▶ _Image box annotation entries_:

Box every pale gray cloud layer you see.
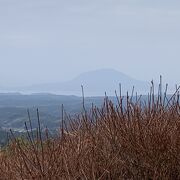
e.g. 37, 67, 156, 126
0, 0, 180, 86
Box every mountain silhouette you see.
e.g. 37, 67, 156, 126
5, 69, 149, 96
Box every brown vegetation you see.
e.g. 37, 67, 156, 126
0, 83, 180, 180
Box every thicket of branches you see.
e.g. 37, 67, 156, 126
0, 82, 180, 180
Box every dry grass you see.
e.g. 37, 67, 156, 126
0, 83, 180, 180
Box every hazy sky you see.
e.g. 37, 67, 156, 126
0, 0, 180, 87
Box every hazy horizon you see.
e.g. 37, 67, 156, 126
0, 0, 180, 87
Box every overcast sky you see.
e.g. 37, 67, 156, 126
0, 0, 180, 87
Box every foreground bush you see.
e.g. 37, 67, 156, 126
0, 85, 180, 180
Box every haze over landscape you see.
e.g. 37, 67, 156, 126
0, 0, 180, 180
0, 0, 180, 92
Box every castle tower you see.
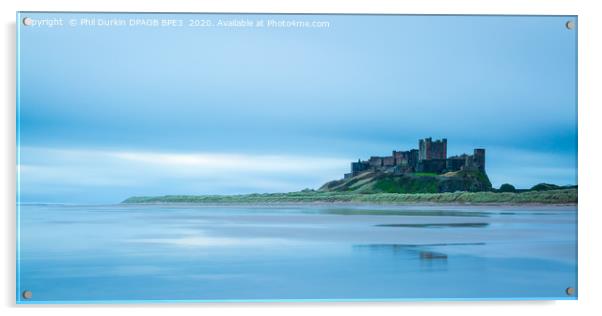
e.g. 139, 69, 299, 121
473, 148, 485, 172
418, 137, 447, 160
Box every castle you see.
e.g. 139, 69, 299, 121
345, 137, 485, 178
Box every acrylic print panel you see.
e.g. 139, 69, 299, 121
16, 12, 578, 303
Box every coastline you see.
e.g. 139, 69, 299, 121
121, 189, 578, 206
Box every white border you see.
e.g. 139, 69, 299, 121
0, 0, 602, 316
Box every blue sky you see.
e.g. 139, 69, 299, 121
18, 14, 577, 203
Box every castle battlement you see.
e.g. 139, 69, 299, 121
345, 137, 485, 178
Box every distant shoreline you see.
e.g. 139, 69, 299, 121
122, 189, 578, 205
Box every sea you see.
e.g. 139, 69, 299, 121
16, 203, 578, 303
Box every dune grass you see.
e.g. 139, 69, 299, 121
122, 189, 577, 204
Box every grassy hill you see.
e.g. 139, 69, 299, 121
123, 188, 577, 204
319, 171, 491, 194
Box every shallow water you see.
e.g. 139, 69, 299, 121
17, 204, 577, 302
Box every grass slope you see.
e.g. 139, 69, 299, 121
123, 189, 577, 204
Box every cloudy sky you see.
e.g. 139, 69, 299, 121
18, 14, 577, 203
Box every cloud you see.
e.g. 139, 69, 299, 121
18, 147, 350, 202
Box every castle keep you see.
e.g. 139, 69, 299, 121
345, 137, 485, 178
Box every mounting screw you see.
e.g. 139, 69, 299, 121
564, 21, 575, 30
21, 291, 33, 300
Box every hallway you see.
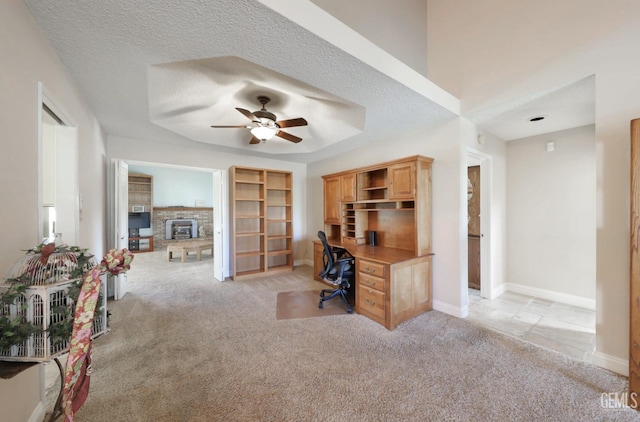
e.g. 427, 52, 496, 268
466, 289, 596, 362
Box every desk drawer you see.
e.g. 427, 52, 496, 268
358, 272, 385, 292
358, 259, 386, 278
356, 285, 385, 324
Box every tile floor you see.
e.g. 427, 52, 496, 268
467, 289, 596, 362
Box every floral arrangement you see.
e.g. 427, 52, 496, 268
0, 243, 95, 349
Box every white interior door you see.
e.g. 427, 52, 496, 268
113, 160, 129, 300
53, 126, 80, 245
213, 170, 224, 281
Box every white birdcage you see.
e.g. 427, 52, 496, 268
0, 245, 107, 362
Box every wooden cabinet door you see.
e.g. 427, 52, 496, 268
389, 163, 416, 199
340, 173, 356, 202
324, 177, 340, 224
313, 242, 324, 281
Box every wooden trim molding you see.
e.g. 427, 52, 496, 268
629, 119, 640, 409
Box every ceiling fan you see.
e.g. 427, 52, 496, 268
211, 95, 307, 144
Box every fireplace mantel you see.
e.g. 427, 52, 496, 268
153, 207, 213, 211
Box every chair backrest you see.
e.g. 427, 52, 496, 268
318, 231, 336, 278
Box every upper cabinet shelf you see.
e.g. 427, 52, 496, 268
323, 156, 433, 256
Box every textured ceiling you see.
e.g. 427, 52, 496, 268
26, 0, 455, 162
474, 76, 596, 141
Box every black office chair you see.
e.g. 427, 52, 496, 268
318, 231, 355, 313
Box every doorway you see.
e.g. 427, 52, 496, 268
111, 160, 228, 294
37, 84, 82, 245
463, 148, 494, 304
467, 164, 482, 290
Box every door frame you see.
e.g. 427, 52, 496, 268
463, 147, 496, 303
109, 158, 229, 281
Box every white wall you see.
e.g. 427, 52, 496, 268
0, 0, 106, 420
129, 164, 213, 207
307, 118, 505, 316
427, 0, 640, 374
507, 125, 596, 301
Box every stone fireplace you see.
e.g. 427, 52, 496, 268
165, 218, 198, 240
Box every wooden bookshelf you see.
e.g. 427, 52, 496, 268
230, 166, 293, 280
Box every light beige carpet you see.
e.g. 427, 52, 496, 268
45, 252, 640, 422
276, 289, 347, 319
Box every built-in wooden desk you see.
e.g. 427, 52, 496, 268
314, 239, 433, 330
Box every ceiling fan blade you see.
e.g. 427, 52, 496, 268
276, 117, 308, 128
236, 107, 260, 122
276, 130, 302, 144
211, 125, 251, 129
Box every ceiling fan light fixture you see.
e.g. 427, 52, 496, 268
251, 126, 277, 141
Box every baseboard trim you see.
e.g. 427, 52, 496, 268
293, 259, 313, 267
591, 351, 629, 377
506, 283, 596, 311
489, 283, 507, 300
28, 401, 47, 422
433, 300, 468, 318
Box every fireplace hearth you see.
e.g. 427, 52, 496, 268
165, 218, 198, 240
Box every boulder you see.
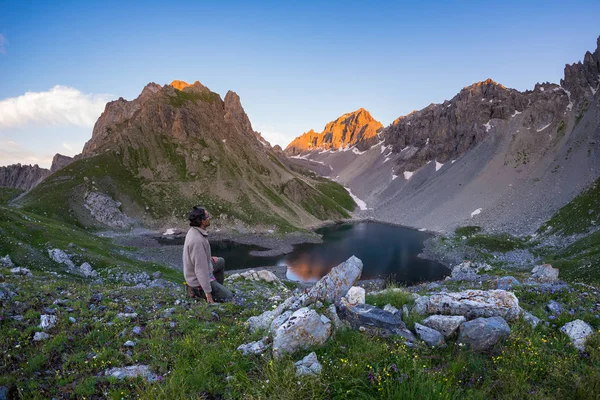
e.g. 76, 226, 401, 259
496, 276, 521, 290
383, 303, 402, 318
414, 290, 521, 321
530, 264, 558, 282
327, 304, 344, 329
294, 351, 323, 376
302, 256, 363, 306
273, 307, 331, 358
421, 315, 466, 339
79, 263, 98, 278
415, 323, 446, 348
345, 286, 365, 305
48, 249, 76, 269
340, 302, 416, 342
457, 317, 510, 351
546, 300, 565, 315
39, 314, 58, 330
269, 310, 293, 332
237, 337, 271, 356
560, 319, 594, 351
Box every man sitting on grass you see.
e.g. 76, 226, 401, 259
183, 206, 233, 304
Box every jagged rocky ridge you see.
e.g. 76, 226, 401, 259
23, 81, 351, 229
285, 108, 383, 156
0, 154, 73, 190
284, 38, 600, 233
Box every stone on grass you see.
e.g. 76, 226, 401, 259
294, 351, 323, 376
345, 286, 365, 305
421, 315, 466, 339
523, 311, 542, 328
560, 319, 594, 351
10, 267, 33, 276
39, 314, 58, 330
546, 300, 565, 315
327, 304, 344, 329
0, 254, 15, 268
104, 365, 158, 382
33, 332, 50, 342
238, 337, 271, 355
414, 290, 521, 321
340, 302, 416, 342
307, 256, 363, 304
415, 322, 446, 348
273, 307, 331, 358
269, 310, 294, 332
117, 313, 137, 319
79, 263, 98, 278
383, 304, 402, 318
457, 317, 510, 351
496, 276, 521, 290
48, 249, 76, 269
152, 271, 162, 279
530, 264, 558, 282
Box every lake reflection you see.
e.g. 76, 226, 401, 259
283, 222, 449, 284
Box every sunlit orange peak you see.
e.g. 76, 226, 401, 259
171, 80, 192, 90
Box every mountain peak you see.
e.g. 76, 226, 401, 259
285, 108, 383, 155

▶ _THE TASK_:
How many lines in the entries above contain the word "cabinet"? Reply with the number alone.

▶ _RESULT OF THE EXERCISE_:
2